STORED DATA –
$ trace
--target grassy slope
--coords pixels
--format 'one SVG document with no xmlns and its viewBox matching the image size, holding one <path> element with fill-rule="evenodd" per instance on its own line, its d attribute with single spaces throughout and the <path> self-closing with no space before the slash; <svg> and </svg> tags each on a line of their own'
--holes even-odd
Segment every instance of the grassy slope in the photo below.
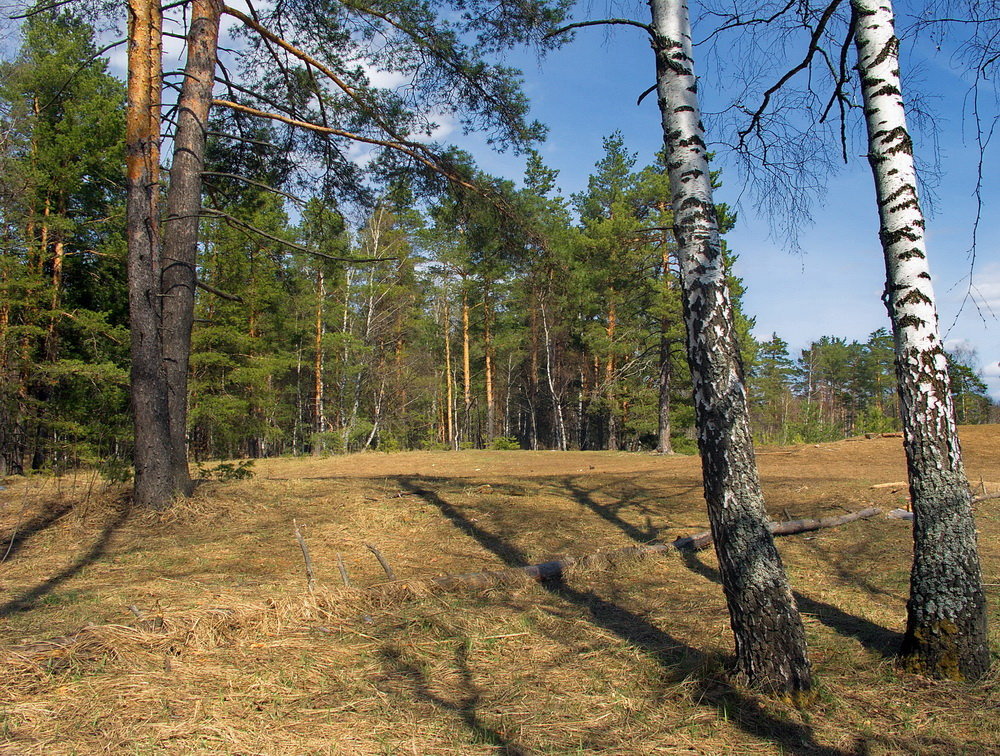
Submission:
<svg viewBox="0 0 1000 756">
<path fill-rule="evenodd" d="M 970 479 L 1000 489 L 1000 427 L 963 439 Z M 871 488 L 905 478 L 899 439 L 759 459 L 779 519 L 905 496 Z M 1000 753 L 995 679 L 892 667 L 902 522 L 780 541 L 822 686 L 798 712 L 726 683 L 710 552 L 544 587 L 421 582 L 702 530 L 694 458 L 370 454 L 256 470 L 161 519 L 123 513 L 86 476 L 8 481 L 0 753 Z M 995 607 L 1000 501 L 978 515 Z M 293 518 L 316 564 L 312 595 Z M 384 585 L 366 543 L 408 584 Z M 352 590 L 339 587 L 338 553 Z M 66 648 L 37 645 L 85 625 Z"/>
</svg>

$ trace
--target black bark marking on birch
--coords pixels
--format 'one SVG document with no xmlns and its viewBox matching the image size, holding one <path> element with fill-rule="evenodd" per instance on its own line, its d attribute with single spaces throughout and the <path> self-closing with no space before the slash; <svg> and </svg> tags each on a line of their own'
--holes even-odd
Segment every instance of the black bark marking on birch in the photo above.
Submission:
<svg viewBox="0 0 1000 756">
<path fill-rule="evenodd" d="M 887 247 L 895 247 L 903 239 L 915 242 L 921 237 L 920 234 L 908 227 L 898 228 L 895 231 L 882 231 L 879 236 L 882 238 L 882 244 Z"/>
<path fill-rule="evenodd" d="M 897 322 L 899 323 L 900 330 L 904 328 L 923 328 L 927 325 L 926 320 L 918 318 L 916 315 L 903 315 Z"/>
<path fill-rule="evenodd" d="M 906 296 L 902 297 L 897 304 L 899 304 L 899 305 L 909 305 L 909 304 L 929 304 L 929 305 L 932 305 L 932 304 L 934 304 L 934 301 L 930 297 L 928 297 L 926 294 L 924 294 L 922 291 L 920 291 L 920 289 L 910 289 L 910 293 L 907 294 Z"/>
</svg>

STATED EXERCISE – Locate every line in the records that contains the string "slope" and copy each of those lines. Treat uppercase and lowercase as different.

CORRECT ANSWER –
--target grassy slope
Segment every instance of the grassy slope in the photo below.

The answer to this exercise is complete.